◆ **Stored items from a collection**:
##########
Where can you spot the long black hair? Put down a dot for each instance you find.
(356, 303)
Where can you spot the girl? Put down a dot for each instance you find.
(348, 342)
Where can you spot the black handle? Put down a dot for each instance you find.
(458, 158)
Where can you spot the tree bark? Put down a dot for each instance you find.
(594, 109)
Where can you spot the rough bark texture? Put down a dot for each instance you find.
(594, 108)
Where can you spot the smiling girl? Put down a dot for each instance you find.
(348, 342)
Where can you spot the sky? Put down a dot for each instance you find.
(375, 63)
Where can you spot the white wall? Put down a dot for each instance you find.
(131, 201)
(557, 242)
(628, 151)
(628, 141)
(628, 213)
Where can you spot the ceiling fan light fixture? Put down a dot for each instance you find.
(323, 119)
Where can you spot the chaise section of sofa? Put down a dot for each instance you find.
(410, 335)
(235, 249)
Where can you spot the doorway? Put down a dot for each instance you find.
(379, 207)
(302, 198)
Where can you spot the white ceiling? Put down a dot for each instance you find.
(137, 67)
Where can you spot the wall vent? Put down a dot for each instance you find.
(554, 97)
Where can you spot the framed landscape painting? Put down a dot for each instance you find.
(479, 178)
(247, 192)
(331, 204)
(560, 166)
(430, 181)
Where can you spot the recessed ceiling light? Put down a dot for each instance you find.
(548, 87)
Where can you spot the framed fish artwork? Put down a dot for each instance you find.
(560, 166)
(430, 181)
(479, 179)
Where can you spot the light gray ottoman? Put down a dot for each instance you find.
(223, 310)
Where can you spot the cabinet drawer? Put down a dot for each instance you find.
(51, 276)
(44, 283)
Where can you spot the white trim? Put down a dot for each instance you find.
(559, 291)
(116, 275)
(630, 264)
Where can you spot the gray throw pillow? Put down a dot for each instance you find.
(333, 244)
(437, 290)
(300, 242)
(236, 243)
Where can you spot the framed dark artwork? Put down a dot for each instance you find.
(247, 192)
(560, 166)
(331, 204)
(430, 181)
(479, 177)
##########
◆ **Requirements**: Reproduce the listing above exactly from the line containing "Where can you spot the girl?" through its last line, with both of those lines included.

◆ **Response to the exercise**:
Where can you spot the girl? Put down a dot for each instance you find.
(348, 342)
Where can you spot the black handle? Put down a dot for each instance you find.
(458, 158)
Where can you spot the tree bark? Put down a dot for each instance you find.
(594, 109)
Where can you spot the rough bark texture? Put down a dot for each instance you find.
(594, 108)
Where can you spot the smiling girl? Put down a dot for each instance you find.
(348, 342)
Where can you spot the sky? Put down a dot for each instance you find.
(375, 63)
Where can you spot the white wall? Put down a dot for each instance you find.
(131, 201)
(557, 242)
(628, 151)
(628, 141)
(628, 213)
Where can you spot the ceiling fan light fixture? Put down a dot for each instance you find.
(323, 119)
Where can you spot the chaise section of sofa? Put down a dot for each instance you find.
(410, 335)
(235, 249)
Where can you spot the doorway? Put down a dot for each instance you find.
(379, 207)
(302, 198)
Where can you spot the white ceiling? Put down a dot for each instance you find.
(137, 67)
Where can you spot the wall vent? Put down a dot for each instance you find.
(554, 97)
Where can you spot the framed landscape painting? Put down a dot for each instance you find.
(479, 178)
(247, 192)
(331, 204)
(560, 166)
(430, 181)
Where can you spot the recessed ceiling light? Put down a dot for each instance you find.
(548, 87)
Where can you spot the framed fish artwork? Put down a dot for each instance you find.
(560, 166)
(430, 181)
(479, 179)
Where can you spot the light gray ottoman? Put down a dot for each instance you find.
(223, 310)
Where can you spot the cabinet drawer? Put down a dot for each instance you find.
(51, 276)
(44, 283)
Where can you spot the white trim? Put down a dot for each instance you find.
(559, 291)
(116, 275)
(630, 264)
Where can you spot the gray throw pillow? Put down a dot for each instance you find.
(333, 244)
(437, 290)
(300, 242)
(236, 243)
Where can you spot the framed dark artwork? Put down a dot for each instance you find.
(247, 192)
(560, 166)
(331, 204)
(430, 181)
(479, 177)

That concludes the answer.